**STATED TASK**
Rewrite the material below so that "Outline" replaces every occurrence of "Segment". Leave everything else unchanged.

___ RECORDS FOR THE EXERCISE

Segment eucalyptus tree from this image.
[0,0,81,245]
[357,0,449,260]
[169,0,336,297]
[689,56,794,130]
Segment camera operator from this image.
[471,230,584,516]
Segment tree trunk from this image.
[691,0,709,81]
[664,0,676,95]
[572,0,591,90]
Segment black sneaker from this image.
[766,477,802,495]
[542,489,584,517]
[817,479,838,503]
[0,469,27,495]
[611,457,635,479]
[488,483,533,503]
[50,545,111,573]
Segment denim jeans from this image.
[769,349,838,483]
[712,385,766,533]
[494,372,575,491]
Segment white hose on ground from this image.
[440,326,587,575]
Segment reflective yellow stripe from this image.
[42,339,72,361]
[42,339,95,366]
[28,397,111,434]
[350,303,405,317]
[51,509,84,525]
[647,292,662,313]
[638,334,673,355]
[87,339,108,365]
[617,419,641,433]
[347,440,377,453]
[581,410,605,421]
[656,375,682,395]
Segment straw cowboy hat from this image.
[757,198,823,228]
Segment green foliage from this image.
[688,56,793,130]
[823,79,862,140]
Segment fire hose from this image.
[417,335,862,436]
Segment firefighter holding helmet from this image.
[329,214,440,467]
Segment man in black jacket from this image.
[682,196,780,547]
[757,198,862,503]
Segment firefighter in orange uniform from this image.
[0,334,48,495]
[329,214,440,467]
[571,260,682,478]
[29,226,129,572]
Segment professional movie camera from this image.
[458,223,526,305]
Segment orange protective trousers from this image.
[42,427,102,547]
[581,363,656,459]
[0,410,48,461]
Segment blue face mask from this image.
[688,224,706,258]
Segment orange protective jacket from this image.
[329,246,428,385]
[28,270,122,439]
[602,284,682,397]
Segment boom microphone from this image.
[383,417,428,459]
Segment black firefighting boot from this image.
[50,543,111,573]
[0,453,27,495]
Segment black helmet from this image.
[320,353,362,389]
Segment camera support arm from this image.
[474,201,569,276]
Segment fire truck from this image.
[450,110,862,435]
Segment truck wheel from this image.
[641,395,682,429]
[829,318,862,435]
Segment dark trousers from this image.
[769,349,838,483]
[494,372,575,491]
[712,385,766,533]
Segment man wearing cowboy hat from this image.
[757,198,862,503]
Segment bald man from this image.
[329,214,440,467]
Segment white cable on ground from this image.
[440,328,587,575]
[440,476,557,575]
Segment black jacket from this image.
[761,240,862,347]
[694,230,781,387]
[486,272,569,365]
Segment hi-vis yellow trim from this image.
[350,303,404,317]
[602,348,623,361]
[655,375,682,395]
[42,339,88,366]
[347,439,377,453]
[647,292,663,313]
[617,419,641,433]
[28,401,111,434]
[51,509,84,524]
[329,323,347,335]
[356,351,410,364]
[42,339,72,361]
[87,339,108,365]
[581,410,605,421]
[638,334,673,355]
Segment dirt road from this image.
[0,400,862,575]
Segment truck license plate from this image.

______

**TASK RESULT**
Outline eucalyptus tree from this image.
[0,0,81,245]
[357,0,449,260]
[169,0,336,297]
[689,56,794,130]
Outline camera operator from this image.
[471,230,584,516]
Outline tree trunk from this image.
[691,0,709,81]
[664,0,676,95]
[572,0,591,90]
Outline black sneaker from this image.
[766,477,802,495]
[542,489,584,517]
[817,479,838,503]
[0,469,27,495]
[611,457,635,479]
[488,483,533,503]
[50,545,111,573]
Outline denim jeans from this image.
[769,349,838,483]
[712,385,766,533]
[494,372,575,491]
Outline white hose on ground from this image.
[440,326,587,575]
Outline reflective yellow stripe from this image.
[42,339,72,361]
[42,339,95,366]
[28,397,111,434]
[350,303,405,317]
[51,509,84,525]
[647,292,662,313]
[638,334,673,355]
[87,339,108,365]
[617,419,641,433]
[347,440,377,453]
[581,410,605,421]
[656,375,682,395]
Outline straw cowboy hat from this image.
[757,198,823,228]
Outline green foliage from this image.
[688,56,793,130]
[823,79,862,140]
Outline fire hose from this image.
[417,335,862,436]
Outline firefighter holding helmet from this image.
[329,214,440,467]
Outline man in black jacket from this image.
[682,196,780,547]
[757,198,862,503]
Outline firefighter in orange uniform from this image.
[0,334,48,495]
[329,214,440,467]
[571,260,682,478]
[29,226,129,572]
Outline professional movie camera from this image.
[458,223,526,305]
Outline orange protective trousers from this image.
[42,427,102,547]
[581,363,656,459]
[0,410,48,461]
Outline blue face mask from this image.
[688,224,706,258]
Outline orange protective jacket from this image.
[329,246,428,385]
[28,270,122,439]
[602,284,682,397]
Outline boom microphone from this image.
[383,417,428,459]
Outline black firefighting boot from this image.
[50,543,111,573]
[0,453,27,495]
Outline black helmet from this image.
[320,353,362,389]
Outline camera support arm from this image.
[474,201,569,276]
Outline fire truck from this image.
[450,110,862,435]
Outline truck wheel from this image.
[641,395,682,429]
[829,318,862,435]
Outline dark trousers from this image.
[769,349,838,483]
[494,372,575,491]
[712,385,766,533]
Outline man wearing cowboy hat from this image.
[757,198,862,503]
Outline bald man from this image.
[329,214,440,467]
Outline white cable on ground from this image.
[440,328,587,575]
[440,476,557,575]
Outline black jacket from this image.
[761,240,862,347]
[694,230,781,387]
[486,272,569,365]
Outline hi-vis yellow trim from this image.
[350,303,404,317]
[602,348,623,361]
[655,375,682,395]
[42,339,88,366]
[347,439,377,453]
[647,292,663,313]
[617,419,641,433]
[28,401,111,434]
[51,509,84,524]
[329,323,347,335]
[356,351,410,364]
[42,339,72,361]
[87,339,108,365]
[581,410,605,421]
[638,334,673,355]
Outline dirt road from this image.
[0,400,862,575]
Outline truck license plate from this image.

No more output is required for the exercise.